** Start DATASET RECORDS **
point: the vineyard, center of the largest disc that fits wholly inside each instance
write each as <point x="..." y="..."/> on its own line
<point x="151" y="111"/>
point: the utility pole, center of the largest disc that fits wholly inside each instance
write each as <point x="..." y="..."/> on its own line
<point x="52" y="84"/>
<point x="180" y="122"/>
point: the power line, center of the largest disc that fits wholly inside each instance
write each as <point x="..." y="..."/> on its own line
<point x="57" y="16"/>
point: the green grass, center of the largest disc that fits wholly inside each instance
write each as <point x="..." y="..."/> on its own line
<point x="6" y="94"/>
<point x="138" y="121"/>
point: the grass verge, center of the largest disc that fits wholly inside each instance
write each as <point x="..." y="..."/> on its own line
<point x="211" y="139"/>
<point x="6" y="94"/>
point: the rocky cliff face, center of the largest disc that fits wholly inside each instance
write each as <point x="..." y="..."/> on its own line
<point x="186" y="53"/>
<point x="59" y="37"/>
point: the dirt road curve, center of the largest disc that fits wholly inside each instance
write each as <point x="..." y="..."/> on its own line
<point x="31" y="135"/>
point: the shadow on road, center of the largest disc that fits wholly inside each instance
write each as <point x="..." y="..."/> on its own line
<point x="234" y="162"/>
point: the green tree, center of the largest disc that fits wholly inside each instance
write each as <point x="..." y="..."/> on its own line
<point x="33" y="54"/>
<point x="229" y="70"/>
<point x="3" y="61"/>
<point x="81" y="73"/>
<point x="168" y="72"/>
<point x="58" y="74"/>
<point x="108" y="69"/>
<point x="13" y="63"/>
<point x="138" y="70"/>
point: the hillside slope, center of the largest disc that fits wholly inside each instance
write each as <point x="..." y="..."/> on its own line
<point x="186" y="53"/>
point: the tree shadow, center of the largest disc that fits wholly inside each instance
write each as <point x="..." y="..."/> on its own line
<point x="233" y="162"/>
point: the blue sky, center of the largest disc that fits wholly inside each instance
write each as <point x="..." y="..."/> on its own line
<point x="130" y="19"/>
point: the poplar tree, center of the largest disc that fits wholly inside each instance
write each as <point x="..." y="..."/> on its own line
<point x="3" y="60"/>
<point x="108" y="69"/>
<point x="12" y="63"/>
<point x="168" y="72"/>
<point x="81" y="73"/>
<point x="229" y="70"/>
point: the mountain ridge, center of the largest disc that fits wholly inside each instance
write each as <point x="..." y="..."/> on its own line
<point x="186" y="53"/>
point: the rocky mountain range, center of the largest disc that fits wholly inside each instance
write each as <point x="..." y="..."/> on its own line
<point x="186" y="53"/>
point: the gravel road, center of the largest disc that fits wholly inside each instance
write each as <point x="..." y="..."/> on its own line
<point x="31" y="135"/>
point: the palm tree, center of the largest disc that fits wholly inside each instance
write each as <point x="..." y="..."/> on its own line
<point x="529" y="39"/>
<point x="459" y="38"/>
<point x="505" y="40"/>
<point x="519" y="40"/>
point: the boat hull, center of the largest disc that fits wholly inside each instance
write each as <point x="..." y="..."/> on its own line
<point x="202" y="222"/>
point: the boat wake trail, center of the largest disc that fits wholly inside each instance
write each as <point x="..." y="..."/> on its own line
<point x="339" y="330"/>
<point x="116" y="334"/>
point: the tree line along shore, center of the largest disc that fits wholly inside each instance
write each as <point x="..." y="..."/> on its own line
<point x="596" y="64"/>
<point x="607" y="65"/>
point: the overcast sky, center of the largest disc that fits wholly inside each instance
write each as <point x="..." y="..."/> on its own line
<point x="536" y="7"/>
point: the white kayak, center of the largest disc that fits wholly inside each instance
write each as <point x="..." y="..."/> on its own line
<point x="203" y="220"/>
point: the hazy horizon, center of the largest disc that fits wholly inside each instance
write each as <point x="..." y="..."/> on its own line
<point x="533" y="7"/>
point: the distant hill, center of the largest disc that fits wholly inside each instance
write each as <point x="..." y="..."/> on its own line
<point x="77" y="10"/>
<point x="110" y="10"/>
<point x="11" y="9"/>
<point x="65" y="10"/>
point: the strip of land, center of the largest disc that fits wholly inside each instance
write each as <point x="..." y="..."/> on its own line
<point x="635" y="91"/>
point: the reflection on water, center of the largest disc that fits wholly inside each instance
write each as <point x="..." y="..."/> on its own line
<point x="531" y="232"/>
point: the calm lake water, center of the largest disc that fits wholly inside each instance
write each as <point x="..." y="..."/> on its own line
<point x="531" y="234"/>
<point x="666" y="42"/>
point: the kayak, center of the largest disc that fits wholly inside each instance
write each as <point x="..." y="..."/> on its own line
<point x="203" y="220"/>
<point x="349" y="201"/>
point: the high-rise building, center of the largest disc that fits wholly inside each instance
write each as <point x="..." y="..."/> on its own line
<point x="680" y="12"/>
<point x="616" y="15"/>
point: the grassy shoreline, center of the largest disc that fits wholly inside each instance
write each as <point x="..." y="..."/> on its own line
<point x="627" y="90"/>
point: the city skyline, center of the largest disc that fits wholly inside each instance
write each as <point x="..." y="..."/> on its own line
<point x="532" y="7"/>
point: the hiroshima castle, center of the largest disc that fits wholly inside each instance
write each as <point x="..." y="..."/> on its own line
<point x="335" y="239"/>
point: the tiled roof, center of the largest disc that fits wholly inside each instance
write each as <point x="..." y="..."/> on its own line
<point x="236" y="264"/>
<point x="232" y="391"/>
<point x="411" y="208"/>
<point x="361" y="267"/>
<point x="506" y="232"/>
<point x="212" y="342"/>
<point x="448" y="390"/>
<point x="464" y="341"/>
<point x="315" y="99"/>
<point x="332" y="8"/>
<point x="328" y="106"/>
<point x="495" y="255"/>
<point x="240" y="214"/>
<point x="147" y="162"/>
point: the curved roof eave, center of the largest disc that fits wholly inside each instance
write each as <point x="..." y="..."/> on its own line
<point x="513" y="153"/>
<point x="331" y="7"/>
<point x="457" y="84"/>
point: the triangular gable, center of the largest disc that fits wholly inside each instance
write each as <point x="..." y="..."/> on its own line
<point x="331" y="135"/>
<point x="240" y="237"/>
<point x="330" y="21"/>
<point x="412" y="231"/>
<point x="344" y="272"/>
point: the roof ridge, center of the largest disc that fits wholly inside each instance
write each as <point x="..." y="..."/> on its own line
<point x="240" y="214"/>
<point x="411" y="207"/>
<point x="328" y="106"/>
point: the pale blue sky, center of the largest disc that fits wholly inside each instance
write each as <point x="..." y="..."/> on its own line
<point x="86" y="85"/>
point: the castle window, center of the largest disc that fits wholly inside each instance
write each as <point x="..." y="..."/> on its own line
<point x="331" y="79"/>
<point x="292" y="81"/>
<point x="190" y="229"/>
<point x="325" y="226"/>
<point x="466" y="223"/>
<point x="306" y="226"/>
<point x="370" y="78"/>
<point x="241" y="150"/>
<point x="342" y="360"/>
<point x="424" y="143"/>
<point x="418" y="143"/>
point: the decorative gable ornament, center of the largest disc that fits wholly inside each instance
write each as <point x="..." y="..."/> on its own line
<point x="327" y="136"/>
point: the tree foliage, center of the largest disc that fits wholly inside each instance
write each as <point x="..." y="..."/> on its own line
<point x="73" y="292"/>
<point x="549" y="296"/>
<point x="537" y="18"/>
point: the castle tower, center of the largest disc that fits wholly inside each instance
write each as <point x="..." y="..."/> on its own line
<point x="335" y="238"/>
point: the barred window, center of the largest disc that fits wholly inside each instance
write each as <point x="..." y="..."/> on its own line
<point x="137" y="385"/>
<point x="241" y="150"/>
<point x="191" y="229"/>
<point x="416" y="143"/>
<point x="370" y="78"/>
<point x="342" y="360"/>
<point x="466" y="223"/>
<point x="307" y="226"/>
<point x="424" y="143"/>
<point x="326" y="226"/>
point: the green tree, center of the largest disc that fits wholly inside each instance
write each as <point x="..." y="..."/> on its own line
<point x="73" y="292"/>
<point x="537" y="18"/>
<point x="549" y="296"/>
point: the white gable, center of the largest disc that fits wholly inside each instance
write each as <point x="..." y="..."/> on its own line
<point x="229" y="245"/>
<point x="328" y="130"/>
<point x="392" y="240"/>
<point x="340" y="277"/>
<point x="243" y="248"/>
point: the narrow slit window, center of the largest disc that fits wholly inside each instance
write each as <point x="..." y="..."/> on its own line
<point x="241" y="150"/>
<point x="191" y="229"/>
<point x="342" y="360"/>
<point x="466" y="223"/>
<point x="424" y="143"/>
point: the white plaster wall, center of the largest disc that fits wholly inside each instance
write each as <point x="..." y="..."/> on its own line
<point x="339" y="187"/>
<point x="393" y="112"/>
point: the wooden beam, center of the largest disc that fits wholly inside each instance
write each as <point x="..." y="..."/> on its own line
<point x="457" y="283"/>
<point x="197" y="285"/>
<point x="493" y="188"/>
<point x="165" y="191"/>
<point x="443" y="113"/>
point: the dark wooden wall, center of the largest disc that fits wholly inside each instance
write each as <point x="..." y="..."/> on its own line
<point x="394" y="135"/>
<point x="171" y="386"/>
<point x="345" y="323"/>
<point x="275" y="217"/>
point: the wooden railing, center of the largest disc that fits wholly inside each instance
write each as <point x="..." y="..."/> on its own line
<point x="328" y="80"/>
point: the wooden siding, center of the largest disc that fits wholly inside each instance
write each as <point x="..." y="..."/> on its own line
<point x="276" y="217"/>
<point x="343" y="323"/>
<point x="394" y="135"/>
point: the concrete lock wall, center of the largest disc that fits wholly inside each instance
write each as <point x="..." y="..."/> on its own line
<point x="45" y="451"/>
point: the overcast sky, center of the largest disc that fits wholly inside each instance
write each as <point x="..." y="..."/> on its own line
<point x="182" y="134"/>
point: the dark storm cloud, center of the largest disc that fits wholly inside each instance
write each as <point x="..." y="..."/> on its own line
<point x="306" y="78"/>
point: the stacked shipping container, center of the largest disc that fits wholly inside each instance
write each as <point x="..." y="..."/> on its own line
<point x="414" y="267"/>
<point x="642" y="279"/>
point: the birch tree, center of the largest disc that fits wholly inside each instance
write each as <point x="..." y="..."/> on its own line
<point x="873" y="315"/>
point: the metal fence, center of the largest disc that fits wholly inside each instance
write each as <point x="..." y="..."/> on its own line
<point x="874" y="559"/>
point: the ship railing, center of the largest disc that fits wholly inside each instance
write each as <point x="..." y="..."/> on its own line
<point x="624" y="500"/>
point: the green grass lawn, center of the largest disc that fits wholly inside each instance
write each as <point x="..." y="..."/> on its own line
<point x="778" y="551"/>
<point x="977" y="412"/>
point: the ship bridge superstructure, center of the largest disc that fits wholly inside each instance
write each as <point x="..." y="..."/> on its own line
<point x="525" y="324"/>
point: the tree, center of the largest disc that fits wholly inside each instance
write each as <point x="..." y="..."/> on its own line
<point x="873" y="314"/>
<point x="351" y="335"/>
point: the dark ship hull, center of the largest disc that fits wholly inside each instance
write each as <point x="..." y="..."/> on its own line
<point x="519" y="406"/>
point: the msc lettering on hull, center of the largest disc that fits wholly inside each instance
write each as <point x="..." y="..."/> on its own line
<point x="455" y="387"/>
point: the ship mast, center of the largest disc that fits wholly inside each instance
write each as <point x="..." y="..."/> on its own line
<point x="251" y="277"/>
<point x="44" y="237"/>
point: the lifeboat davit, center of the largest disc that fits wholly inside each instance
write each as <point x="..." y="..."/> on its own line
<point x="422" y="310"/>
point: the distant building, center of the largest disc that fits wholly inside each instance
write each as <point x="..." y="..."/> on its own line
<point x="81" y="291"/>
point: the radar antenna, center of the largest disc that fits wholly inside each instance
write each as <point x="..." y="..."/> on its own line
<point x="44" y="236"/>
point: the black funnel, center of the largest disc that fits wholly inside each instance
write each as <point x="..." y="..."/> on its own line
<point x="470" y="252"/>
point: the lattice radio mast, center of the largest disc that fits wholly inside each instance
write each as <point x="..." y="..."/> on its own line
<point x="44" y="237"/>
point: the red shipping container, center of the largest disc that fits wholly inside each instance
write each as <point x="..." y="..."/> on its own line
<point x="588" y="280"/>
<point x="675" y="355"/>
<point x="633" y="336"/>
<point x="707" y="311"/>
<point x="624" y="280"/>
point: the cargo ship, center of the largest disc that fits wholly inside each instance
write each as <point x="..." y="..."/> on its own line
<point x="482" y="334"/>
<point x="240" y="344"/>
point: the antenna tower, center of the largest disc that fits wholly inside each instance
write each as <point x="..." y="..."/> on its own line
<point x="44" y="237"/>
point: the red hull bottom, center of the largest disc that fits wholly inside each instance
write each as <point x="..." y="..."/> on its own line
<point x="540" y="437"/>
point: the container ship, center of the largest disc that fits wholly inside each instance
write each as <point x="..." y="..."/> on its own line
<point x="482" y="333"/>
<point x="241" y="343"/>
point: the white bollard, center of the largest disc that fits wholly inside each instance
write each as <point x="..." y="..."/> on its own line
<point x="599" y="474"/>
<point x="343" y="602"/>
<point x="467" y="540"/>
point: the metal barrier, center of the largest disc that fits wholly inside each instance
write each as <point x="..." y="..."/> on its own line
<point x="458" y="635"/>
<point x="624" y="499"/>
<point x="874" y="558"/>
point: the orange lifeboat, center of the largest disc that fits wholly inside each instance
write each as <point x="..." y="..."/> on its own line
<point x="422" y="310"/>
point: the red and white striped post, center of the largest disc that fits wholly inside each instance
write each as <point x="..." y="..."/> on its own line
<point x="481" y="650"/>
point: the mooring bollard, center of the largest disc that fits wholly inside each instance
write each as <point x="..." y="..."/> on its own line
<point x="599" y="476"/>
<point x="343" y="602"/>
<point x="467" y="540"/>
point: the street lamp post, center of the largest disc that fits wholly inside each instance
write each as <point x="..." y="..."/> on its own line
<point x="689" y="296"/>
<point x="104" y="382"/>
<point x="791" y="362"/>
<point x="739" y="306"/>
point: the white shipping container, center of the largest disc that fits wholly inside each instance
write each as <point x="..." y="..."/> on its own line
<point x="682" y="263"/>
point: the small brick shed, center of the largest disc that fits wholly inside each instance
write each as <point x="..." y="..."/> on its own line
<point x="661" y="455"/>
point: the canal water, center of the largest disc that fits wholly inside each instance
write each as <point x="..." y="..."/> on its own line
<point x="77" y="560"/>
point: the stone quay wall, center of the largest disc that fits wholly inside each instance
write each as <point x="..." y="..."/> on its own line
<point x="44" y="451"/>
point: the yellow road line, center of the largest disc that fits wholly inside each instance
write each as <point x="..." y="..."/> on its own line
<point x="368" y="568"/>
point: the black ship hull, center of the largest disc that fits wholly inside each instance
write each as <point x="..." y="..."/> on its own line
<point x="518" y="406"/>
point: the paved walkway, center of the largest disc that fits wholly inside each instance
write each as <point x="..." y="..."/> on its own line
** End DATASET RECORDS **
TASK STATEMENT >> Copy out, without any change, every line from the one containing "point: the stone" through the end of the records above.

COMPLETE OUTPUT >>
point: the stone quay wall, center of the largest disc that fits wholly inside each instance
write each as <point x="..." y="..."/> on its own line
<point x="44" y="451"/>
point: the yellow road line, center of the largest disc that fits wholly inside each instance
write each as <point x="..." y="..."/> on its own line
<point x="368" y="568"/>
point: the black ship hull, center of the largest disc that fits wholly inside each instance
write each as <point x="..." y="..."/> on its own line
<point x="518" y="406"/>
point: the paved walkway, center of the largest disc that fits wholly inside each instance
write each as <point x="..." y="..."/> on its own line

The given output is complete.